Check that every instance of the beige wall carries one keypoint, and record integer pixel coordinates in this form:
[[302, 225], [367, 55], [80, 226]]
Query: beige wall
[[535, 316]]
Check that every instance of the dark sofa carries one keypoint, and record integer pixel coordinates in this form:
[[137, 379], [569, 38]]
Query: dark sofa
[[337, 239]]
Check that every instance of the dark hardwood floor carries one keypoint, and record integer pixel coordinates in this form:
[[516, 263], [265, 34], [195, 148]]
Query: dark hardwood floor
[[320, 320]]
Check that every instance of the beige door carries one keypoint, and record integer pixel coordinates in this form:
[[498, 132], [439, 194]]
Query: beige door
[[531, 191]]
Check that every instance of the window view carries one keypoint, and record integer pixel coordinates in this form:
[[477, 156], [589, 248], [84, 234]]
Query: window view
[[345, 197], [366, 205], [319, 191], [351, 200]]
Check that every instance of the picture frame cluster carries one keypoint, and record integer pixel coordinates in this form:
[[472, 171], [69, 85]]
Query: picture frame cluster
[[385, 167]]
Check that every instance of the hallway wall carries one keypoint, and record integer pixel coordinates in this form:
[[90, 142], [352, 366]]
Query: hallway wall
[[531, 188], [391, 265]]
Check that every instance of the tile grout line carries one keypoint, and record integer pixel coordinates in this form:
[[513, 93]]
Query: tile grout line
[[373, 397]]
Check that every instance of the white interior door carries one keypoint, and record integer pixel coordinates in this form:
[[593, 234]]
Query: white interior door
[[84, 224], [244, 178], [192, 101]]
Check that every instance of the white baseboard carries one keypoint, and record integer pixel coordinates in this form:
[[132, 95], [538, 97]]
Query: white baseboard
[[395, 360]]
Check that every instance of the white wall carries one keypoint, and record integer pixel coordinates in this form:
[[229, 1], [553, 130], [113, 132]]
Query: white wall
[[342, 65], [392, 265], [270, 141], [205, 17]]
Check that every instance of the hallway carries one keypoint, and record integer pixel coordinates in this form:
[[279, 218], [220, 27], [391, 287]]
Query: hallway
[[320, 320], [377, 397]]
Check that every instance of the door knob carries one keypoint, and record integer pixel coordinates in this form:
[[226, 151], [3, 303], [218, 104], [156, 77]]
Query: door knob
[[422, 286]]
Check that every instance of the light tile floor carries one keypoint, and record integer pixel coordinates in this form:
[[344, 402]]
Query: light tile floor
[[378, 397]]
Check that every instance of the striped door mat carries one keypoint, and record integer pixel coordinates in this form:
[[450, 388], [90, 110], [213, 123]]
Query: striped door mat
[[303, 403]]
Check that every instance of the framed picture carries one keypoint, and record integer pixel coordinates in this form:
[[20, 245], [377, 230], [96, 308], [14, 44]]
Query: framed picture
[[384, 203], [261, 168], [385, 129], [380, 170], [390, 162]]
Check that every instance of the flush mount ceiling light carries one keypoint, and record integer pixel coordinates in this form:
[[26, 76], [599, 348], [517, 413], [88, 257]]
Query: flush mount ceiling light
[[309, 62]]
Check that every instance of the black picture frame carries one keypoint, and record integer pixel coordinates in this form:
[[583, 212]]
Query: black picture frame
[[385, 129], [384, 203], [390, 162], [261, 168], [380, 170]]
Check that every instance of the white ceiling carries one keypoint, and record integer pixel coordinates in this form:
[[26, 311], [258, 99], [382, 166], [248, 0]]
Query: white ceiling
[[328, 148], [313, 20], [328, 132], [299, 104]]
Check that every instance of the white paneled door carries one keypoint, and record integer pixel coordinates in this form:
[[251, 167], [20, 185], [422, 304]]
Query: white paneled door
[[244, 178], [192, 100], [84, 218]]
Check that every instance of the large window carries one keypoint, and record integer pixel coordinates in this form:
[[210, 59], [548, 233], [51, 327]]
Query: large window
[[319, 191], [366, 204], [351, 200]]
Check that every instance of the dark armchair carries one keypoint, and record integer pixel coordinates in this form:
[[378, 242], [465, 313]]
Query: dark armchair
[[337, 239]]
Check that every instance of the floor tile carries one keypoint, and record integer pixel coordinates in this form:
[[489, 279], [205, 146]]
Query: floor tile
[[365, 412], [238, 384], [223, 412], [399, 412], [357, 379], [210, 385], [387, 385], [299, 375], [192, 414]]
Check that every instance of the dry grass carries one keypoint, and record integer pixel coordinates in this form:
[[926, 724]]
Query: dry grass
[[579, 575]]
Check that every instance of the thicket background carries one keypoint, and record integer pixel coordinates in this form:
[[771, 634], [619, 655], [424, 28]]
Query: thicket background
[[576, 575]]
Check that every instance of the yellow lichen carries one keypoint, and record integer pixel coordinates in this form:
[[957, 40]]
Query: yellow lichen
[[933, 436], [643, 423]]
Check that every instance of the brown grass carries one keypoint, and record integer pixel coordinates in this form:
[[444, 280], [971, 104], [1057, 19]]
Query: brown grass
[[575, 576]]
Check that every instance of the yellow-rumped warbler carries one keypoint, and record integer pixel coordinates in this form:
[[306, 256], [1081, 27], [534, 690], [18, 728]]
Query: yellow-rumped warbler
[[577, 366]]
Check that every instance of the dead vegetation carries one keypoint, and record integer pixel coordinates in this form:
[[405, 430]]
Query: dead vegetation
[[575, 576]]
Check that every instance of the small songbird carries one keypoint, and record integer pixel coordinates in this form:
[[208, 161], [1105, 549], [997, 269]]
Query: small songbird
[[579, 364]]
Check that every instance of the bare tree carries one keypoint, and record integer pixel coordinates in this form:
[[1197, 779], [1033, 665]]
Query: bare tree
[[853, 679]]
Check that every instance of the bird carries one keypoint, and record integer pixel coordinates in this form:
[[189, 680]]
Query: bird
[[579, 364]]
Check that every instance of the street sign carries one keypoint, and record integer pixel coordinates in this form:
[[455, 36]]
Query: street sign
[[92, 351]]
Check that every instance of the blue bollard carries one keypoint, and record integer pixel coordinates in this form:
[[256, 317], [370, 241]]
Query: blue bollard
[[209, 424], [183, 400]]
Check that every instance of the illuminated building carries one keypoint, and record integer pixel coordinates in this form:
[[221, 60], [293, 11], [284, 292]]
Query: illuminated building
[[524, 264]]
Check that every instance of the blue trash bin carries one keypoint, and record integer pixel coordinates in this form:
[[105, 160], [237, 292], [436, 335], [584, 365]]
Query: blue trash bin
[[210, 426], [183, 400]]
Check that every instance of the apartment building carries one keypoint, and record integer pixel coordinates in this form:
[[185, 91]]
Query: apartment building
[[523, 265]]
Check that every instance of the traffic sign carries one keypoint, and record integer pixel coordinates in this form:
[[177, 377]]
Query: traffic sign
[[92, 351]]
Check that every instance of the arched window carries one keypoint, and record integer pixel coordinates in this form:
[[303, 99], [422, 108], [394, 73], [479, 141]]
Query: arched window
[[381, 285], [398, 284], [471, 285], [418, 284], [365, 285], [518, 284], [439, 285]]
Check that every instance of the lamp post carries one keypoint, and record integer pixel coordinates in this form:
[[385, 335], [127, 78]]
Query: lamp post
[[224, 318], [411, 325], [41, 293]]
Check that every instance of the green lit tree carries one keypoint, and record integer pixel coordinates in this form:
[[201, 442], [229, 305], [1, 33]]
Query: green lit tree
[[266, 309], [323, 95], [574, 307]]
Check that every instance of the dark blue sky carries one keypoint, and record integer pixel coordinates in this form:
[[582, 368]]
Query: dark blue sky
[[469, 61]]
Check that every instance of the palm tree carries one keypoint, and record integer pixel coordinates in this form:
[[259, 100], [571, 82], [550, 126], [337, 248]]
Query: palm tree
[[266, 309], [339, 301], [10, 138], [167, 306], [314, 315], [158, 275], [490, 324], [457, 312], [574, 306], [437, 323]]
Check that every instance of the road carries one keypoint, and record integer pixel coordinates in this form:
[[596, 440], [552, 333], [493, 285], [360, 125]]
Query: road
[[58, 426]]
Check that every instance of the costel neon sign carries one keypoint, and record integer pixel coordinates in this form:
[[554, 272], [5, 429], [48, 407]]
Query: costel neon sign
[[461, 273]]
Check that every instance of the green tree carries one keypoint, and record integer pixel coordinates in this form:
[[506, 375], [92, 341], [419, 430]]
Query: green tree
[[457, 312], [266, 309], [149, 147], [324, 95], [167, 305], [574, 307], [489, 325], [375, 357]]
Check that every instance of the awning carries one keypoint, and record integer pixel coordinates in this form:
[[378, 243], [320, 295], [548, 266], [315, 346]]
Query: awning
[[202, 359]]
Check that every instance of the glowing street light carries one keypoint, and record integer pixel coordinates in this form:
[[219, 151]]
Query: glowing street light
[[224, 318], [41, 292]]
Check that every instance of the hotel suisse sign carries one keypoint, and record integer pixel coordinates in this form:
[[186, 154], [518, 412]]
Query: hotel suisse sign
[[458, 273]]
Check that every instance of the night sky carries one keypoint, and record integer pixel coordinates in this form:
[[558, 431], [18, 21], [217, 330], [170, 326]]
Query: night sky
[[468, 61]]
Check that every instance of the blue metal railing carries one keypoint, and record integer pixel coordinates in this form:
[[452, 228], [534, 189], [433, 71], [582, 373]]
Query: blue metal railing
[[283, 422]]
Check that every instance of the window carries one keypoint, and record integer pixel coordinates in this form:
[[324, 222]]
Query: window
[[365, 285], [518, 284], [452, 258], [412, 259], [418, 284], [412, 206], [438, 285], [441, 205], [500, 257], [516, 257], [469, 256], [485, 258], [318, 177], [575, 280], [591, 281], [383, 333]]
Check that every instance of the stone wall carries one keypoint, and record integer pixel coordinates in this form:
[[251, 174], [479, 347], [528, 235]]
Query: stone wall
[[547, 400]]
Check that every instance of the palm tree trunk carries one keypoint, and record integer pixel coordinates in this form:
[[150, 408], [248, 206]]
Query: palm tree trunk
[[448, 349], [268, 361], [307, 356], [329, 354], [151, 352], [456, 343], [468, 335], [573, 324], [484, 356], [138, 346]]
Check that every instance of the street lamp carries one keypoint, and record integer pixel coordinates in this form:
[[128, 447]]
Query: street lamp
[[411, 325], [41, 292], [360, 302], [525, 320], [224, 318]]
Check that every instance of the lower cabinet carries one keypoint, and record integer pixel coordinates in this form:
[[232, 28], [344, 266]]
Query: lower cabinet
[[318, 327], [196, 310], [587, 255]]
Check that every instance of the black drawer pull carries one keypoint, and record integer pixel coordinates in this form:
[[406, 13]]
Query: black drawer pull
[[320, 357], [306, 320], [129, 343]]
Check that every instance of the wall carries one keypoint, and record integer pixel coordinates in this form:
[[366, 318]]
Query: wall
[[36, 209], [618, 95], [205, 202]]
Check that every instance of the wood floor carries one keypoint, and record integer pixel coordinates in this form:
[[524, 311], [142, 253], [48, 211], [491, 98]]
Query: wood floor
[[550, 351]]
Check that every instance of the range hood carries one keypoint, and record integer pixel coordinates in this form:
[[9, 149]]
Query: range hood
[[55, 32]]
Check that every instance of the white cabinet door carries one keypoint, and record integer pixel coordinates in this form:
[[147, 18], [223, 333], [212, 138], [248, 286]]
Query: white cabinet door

==============================

- [EXERCISE GOAL]: Reproduce the records above without any change, beginning at the line that contains "Check that every instance of the road" and stopping after the line that contains "325], [375, 357]]".

- [THE OUTPUT]:
Check that every instance of the road carries one keypoint, and record integer pixel coordinates in this form:
[[596, 440], [552, 333], [493, 285], [360, 125]]
Query: road
[[58, 426]]
Check that every instance of the costel neon sign carries one keypoint, and record integer pixel coordinates in this form:
[[554, 272], [5, 429], [48, 407]]
Query: costel neon sign
[[461, 273]]
Check that every instance of the green tree carries one keypoint, and record integer pixel coordinates in this form:
[[506, 375], [92, 341], [419, 430]]
Query: green tree
[[457, 312], [266, 309], [149, 147], [324, 95], [167, 305], [574, 307], [489, 325], [375, 357]]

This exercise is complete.